*Excerpt provided*:

○ ○ ○ ○ ○ ○ ○

That detail changes everything.

 

IED deployment reflects tactical evolution. It suggests operational training, logistics coordination, and escalating sophistication beyond ordinary kidnapping gangs. Rural insecurity across Nigeria has increasingly evolved into decentralised insurgent-style criminality fuelled by ransom economies, illegal arms flows, porous forests, weak border surveillance, and inadequate state presence.

 

The forests stretching across Kogi State, Kwara State, Ekiti State, Ondo State, Ogun State and Oyo have increasingly become strategic transit corridors for armed networks exploiting fragmented interstate security coordination and vast ungoverned spaces.

Forests ignored by government eventually become territories governed by fear.

Communities across these regions have raised warnings for years.

Farmers complained of extortion in forests. Villagers reported suspicious movements in remote settlements. Travelers increasingly feared isolated highways. Yet many of those warnings were dismissed as exaggerations, ethnic alarmism, or politically inconvenient narratives.

Now schoolchildren are involved.

 

The visit of the Inspector General of Police and deployment of a Schools Protection Squad show recognition of the gravity of the crisis. Yet emergency deployments after tragedy are not substitutes for long-term regional security architecture.

The South-West governors must now confront uncomfortable truths.

Security cannot survive on press conferences, ceremonial launches, or convoys of branded patrol vehicles. A modern regional security framework requires persistent intelligence gathering, aerial surveillance, forest mapping, interoperable communication systems, biometric criminal tracking, rapid-response mobility, and integrated local-federal operational coordination.

 

Amotekun itself stands at a crossroads. Created with enormous public expectation as a regional security initiative, the outfit cannot afford to become a ceremonial symbol while armed groups evolve faster than state response.

The organisation remains constrained by funding limitations, uneven operational standards, political interference, and restricted powers. Without serious restructuring, technological integration, and professional coordination, it risks becoming reactive instead of preventive.

○ ○ ○ ○ ○ ○ ○

*Requirement a*:
Extract each line of the rows below that contains the string "signal", treating uppercase and lowercase as different.

○ ○ ○ ○ ○ ○ ○

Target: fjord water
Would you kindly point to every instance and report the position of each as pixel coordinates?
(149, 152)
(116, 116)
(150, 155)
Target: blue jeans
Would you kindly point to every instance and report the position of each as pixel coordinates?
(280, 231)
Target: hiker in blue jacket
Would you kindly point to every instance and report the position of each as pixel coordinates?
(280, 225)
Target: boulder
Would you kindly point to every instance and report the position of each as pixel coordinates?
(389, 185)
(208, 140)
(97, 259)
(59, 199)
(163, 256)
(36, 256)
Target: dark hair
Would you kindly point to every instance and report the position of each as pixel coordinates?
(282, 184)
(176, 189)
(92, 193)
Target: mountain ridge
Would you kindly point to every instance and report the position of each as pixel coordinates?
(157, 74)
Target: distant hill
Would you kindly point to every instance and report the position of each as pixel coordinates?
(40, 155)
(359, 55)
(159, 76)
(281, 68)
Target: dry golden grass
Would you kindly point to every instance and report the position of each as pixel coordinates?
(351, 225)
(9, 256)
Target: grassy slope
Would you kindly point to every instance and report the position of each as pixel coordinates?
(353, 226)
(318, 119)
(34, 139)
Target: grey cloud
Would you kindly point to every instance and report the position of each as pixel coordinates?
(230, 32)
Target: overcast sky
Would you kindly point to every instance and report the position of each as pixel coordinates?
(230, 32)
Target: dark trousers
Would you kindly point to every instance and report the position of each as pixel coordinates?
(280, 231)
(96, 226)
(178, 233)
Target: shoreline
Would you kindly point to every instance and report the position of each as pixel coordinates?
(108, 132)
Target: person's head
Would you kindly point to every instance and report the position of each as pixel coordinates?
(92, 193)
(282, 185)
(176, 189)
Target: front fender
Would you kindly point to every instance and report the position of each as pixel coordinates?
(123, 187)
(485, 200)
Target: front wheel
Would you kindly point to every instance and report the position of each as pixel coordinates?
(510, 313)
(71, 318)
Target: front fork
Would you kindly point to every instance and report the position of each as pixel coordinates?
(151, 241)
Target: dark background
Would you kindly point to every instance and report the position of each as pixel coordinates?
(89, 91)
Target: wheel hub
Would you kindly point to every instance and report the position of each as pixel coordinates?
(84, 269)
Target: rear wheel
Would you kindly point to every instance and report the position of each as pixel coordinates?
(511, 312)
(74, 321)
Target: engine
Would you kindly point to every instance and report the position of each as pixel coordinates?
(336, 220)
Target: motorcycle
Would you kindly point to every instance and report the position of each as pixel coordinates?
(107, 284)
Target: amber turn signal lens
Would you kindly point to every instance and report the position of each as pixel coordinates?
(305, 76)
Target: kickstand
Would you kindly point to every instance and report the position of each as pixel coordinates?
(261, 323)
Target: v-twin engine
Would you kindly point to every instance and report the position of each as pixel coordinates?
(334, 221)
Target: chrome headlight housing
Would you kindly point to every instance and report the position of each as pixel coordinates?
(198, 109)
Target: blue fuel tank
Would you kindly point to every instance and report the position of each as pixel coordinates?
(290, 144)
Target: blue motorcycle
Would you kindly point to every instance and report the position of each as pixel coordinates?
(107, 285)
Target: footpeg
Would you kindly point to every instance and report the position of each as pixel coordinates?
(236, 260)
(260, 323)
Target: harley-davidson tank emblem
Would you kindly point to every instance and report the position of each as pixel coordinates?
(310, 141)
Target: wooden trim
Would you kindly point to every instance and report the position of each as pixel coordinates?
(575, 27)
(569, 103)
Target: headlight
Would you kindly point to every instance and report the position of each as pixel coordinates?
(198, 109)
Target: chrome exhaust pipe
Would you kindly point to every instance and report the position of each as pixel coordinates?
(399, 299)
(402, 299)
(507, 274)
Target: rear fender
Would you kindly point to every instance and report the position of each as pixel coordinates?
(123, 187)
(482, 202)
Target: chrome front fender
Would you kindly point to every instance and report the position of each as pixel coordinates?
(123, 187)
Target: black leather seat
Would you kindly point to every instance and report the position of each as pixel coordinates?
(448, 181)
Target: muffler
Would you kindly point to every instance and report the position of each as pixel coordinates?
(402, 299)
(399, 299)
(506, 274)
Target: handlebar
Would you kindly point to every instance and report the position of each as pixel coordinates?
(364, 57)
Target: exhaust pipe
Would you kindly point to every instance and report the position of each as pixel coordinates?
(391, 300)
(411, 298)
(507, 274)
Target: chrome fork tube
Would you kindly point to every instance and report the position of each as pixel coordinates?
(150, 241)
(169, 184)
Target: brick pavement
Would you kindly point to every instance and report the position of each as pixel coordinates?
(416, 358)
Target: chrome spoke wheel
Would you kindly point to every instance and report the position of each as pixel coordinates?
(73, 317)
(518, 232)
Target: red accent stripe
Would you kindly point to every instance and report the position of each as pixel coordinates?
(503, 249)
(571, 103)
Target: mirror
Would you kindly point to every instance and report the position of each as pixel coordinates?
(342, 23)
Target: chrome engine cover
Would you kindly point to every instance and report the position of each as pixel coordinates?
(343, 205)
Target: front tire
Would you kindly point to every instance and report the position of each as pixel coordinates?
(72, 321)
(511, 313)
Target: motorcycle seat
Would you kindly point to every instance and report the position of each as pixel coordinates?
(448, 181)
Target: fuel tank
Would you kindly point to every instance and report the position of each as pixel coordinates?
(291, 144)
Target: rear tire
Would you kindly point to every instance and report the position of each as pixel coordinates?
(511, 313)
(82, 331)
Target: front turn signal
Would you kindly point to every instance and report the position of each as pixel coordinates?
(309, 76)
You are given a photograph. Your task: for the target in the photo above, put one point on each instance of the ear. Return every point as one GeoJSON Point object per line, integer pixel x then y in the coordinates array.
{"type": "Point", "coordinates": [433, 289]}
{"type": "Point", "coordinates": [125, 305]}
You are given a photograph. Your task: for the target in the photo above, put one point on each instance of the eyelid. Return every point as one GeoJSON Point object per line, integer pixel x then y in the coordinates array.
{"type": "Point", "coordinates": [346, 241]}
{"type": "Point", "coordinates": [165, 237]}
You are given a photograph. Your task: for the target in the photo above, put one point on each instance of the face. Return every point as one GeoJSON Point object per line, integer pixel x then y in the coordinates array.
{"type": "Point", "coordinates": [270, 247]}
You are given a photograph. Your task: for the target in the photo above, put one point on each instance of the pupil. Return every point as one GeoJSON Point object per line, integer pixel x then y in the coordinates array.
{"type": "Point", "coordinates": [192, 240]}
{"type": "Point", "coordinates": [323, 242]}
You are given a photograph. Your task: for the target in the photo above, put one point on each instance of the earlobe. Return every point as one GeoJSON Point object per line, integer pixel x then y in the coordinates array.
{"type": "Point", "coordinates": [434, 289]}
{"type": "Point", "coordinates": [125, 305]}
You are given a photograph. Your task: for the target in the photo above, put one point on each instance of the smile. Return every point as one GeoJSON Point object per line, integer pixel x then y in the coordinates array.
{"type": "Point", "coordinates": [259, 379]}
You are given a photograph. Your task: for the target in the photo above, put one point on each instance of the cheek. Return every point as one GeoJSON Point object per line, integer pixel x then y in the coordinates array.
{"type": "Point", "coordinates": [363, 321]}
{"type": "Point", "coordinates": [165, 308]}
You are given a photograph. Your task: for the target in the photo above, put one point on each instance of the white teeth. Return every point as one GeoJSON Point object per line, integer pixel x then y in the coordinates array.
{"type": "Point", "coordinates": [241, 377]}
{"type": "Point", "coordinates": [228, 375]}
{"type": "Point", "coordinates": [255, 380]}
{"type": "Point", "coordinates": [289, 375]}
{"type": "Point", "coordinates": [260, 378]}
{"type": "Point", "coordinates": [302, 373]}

○ ○ ○ ○ ○ ○ ○

*Requirement b*:
Reproduce the piece on rural insecurity in Nigeria in full, word for word.

*Output a*:
Target: amber turn signal lens
Target: front turn signal

*Output b*:
That detail changes everything.

 

IED deployment reflects tactical evolution. It suggests operational training, logistics coordination, and escalating sophistication beyond ordinary kidnapping gangs. Rural insecurity across Nigeria has increasingly evolved into decentralised insurgent-style criminality fuelled by ransom economies, illegal arms flows, porous forests, weak border surveillance, and inadequate state presence.

 

The forests stretching across Kogi State, Kwara State, Ekiti State, Ondo State, Ogun State and Oyo have increasingly become strategic transit corridors for armed networks exploiting fragmented interstate security coordination and vast ungoverned spaces.

Forests ignored by government eventually become territories governed by fear.

Communities across these regions have raised warnings for years.

Farmers complained of extortion in forests. Villagers reported suspicious movements in remote settlements. Travelers increasingly feared isolated highways. Yet many of those warnings were dismissed as exaggerations, ethnic alarmism, or politically inconvenient narratives.

Now schoolchildren are involved.

 

The visit of the Inspector General of Police and deployment of a Schools Protection Squad show recognition of the gravity of the crisis. Yet emergency deployments after tragedy are not substitutes for long-term regional security architecture.

The South-West governors must now confront uncomfortable truths.

Security cannot survive on press conferences, ceremonial launches, or convoys of branded patrol vehicles. A modern regional security framework requires persistent intelligence gathering, aerial surveillance, forest mapping, interoperable communication systems, biometric criminal tracking, rapid-response mobility, and integrated local-federal operational coordination.

 

Amotekun itself stands at a crossroads. Created with enormous public expectation as a regional security initiative, the outfit cannot afford to become a ceremonial symbol while armed groups evolve faster than state response.

The organisation remains constrained by funding limitations, uneven operational standards, political interference, and restricted powers. Without serious restructuring, technological integration, and professional coordination, it risks becoming reactive instead of preventive.